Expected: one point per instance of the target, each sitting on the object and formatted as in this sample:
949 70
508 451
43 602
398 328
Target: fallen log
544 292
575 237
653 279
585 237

#### What needs to be done
Rewrite the rows above with every "fallen log" changed to "tree stump" and all else unchanged.

#### Solution to the exercise
Expected: one point per instance of the target, each sitting on the object and formatted as in this sample:
949 70
508 451
43 602
398 328
Target: tree stump
544 292
575 237
653 279
585 237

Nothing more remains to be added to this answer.